WHAT IS REQUIRED: Please update the entries below by changing every "spot" to "point" and keeping everything else unchanged. Leave the pictures out of your version.

EXERCISE MATERIAL:
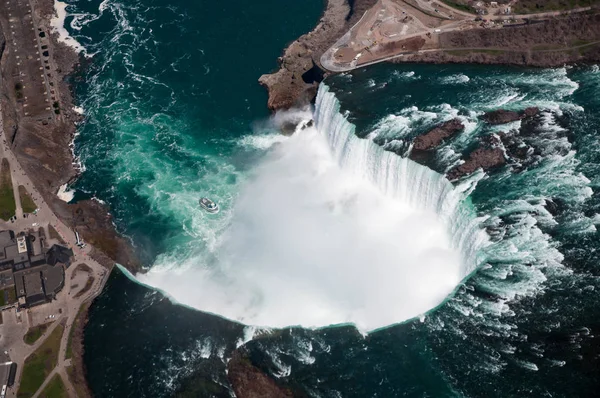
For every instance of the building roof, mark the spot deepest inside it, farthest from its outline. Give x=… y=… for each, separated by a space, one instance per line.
x=33 y=284
x=59 y=254
x=7 y=238
x=20 y=285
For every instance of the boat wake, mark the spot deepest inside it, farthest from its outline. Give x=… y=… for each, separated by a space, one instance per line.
x=331 y=229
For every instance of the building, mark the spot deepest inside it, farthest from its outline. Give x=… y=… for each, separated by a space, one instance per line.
x=38 y=275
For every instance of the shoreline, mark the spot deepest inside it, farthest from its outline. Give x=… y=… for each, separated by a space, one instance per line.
x=567 y=38
x=39 y=123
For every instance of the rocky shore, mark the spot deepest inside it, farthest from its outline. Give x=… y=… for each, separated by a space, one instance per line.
x=300 y=71
x=43 y=144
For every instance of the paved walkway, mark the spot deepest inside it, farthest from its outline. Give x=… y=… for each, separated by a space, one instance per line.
x=65 y=300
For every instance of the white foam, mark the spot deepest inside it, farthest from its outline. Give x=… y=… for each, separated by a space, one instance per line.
x=332 y=229
x=58 y=25
x=65 y=194
x=262 y=141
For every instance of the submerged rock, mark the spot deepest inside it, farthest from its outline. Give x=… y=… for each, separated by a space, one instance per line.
x=502 y=116
x=250 y=382
x=424 y=145
x=435 y=137
x=488 y=156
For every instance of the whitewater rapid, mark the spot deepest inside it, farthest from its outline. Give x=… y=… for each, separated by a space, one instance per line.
x=331 y=229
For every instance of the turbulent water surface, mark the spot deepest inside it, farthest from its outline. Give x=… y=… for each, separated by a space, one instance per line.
x=482 y=287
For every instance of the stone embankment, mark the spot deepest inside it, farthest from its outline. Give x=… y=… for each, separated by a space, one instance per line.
x=300 y=71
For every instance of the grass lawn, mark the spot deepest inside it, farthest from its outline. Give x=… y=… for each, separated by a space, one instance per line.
x=55 y=389
x=34 y=333
x=79 y=386
x=39 y=364
x=7 y=196
x=27 y=203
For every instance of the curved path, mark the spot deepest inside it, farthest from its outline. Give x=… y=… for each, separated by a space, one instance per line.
x=65 y=301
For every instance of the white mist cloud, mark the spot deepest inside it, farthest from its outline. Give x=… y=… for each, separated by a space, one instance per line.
x=309 y=244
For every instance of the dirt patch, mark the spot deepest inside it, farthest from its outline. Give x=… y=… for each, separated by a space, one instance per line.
x=286 y=87
x=40 y=123
x=75 y=351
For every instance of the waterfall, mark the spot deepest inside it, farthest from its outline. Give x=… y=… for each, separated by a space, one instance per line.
x=402 y=179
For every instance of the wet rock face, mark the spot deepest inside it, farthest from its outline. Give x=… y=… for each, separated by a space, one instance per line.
x=423 y=150
x=435 y=137
x=489 y=155
x=502 y=116
x=486 y=158
x=249 y=382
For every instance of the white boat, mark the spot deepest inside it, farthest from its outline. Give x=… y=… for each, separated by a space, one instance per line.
x=209 y=205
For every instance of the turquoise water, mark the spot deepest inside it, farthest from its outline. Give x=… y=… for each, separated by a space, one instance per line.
x=173 y=112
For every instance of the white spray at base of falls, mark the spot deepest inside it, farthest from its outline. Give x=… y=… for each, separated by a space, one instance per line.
x=330 y=229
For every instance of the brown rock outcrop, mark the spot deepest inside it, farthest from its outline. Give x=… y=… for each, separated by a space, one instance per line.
x=488 y=156
x=249 y=382
x=294 y=83
x=434 y=137
x=502 y=116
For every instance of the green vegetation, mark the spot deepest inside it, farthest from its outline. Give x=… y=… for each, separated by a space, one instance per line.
x=39 y=364
x=77 y=382
x=462 y=53
x=86 y=288
x=55 y=389
x=34 y=333
x=7 y=195
x=534 y=6
x=76 y=325
x=54 y=234
x=460 y=6
x=27 y=203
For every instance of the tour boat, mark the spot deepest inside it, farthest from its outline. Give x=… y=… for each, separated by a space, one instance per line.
x=209 y=205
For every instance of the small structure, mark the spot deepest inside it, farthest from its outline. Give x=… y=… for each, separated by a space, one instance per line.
x=34 y=291
x=38 y=275
x=59 y=254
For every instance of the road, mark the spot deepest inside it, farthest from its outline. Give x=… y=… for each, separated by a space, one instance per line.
x=65 y=301
x=328 y=59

SOLUTION TO THIS EXERCISE:
For every instance of the building roof, mark the point deepest inside it, farthest from its outline. Give x=… y=… for each, separated by a space, one instance per line.
x=33 y=284
x=59 y=254
x=7 y=238
x=20 y=285
For every instance of the boat wake, mark the point deepest inside it, farthest from its outline. Give x=… y=… for each, separated by a space, one instance per line.
x=331 y=229
For every instance of the building, mark the point deepest inside it, farthest from its outline. Give x=… y=… for each, separated by a space, one instance per line.
x=38 y=275
For every instance of the shoreline, mark the point deepest inside it, farthest from its outline. Give x=… y=… for each, separated by a space, one instance per line.
x=567 y=38
x=39 y=123
For every instance of the rocky shore, mark the point deepest inside it, farthest from its outline. Give x=… y=… for each, separated by a space, one instance per line.
x=300 y=71
x=43 y=144
For every instance of the paved walkway, mark the point deepest inside it, farthest from its outline. Give x=… y=… for each, separated by a space, one instance per line.
x=65 y=300
For every instance of the white foam, mark the point deepest inside it, farthest from its outline. Give x=… y=… for each, separated by a space, one instance per line.
x=332 y=229
x=58 y=25
x=65 y=194
x=262 y=141
For every instance of the submerged rock, mark the point deepest inside it, farthest from its outline. Give x=… y=… for each, separated by a space, one instance per line.
x=502 y=116
x=250 y=382
x=424 y=145
x=435 y=137
x=488 y=156
For every instance of the whitewater rapid, mark the point deepest inside it, farthest from its outline. Give x=… y=… for each, separated by a space, one instance per line.
x=331 y=229
For every instance of the turbulent water surface, mark the point deepest inside it, farthest from its outline. Give x=… y=… for each, separated by a space, one instance per line.
x=482 y=287
For every instance of the stone embankment, mark the point deepest inside it, farthest from its outline. Give x=… y=… for each, separated by a space, one instance per line.
x=300 y=71
For every instance of the grass lawn, mark the point deepest inside it, farthest from its outline. Give x=… y=… for each, separated by a space, one instance per line.
x=55 y=389
x=34 y=333
x=79 y=386
x=39 y=364
x=7 y=196
x=27 y=203
For every instance of the curved path, mark the point deepest inside it, farthest from its outline. Give x=… y=… for each, separated by a space, one instance per line.
x=65 y=301
For every instance of the white mist cloud, mark the point deepest inside it, farthest from its outline. Give x=… y=… for each, separated by a space, one instance per line.
x=309 y=244
For every instance of the dirt patch, mark the point deepest inside it, farthest from its outline. Give x=… y=… for each, separated by a space, one instance per line.
x=286 y=87
x=40 y=123
x=75 y=351
For every instance of the waterfall, mark the point deepest inside it, farthest from its outline. Give x=… y=… for each, separated by a space, one instance per line.
x=402 y=179
For every instance of the wet rock face, mark the point deepest inside it, farthest from its outline. Give x=… y=… for each, separated by a space, one instance per line.
x=423 y=150
x=435 y=137
x=489 y=155
x=502 y=116
x=486 y=158
x=249 y=382
For every instance of the white boat, mark the point deepest inside it, farthest from its outline. Give x=… y=… for each, separated by a space, one instance per line.
x=209 y=205
For every instance of the turquoise water, mark the point deepest inside it, farthest from its outline. Give x=… y=… for each, separated by a space, one instance per line.
x=173 y=112
For every instance of the white spray at base of falls, mark the point deepest inside it, farthest from its outline. Give x=… y=… for each, separated by a space, one instance per line.
x=330 y=229
For every instance of the brown rock outcrop, mark the point deepest inside it, farthest from its outline. Give x=… y=… for each, separated by a space, one instance per line.
x=488 y=156
x=249 y=382
x=294 y=83
x=434 y=137
x=502 y=116
For every instance of the green vegetation, mark the point deepest inside it, farthest from its outline. Give x=… y=… for each, separated by a space, one instance per line.
x=39 y=364
x=77 y=382
x=462 y=53
x=86 y=288
x=55 y=389
x=34 y=333
x=7 y=195
x=534 y=6
x=76 y=325
x=54 y=234
x=460 y=6
x=27 y=203
For every instance of the tour boat, mark the point deepest inside it, farthest from its outline. Give x=… y=… for each, separated by a space, one instance per line.
x=209 y=205
For every instance of the small structure, mark the point deepest inside it, farthest from its outline. Give x=… y=… for each, separated by a space, one instance per line.
x=34 y=291
x=38 y=275
x=59 y=254
For every instance of the road, mark the point deepest inside it, farthest from its outline. Give x=… y=… for each, separated by a space, one instance per line.
x=65 y=301
x=328 y=59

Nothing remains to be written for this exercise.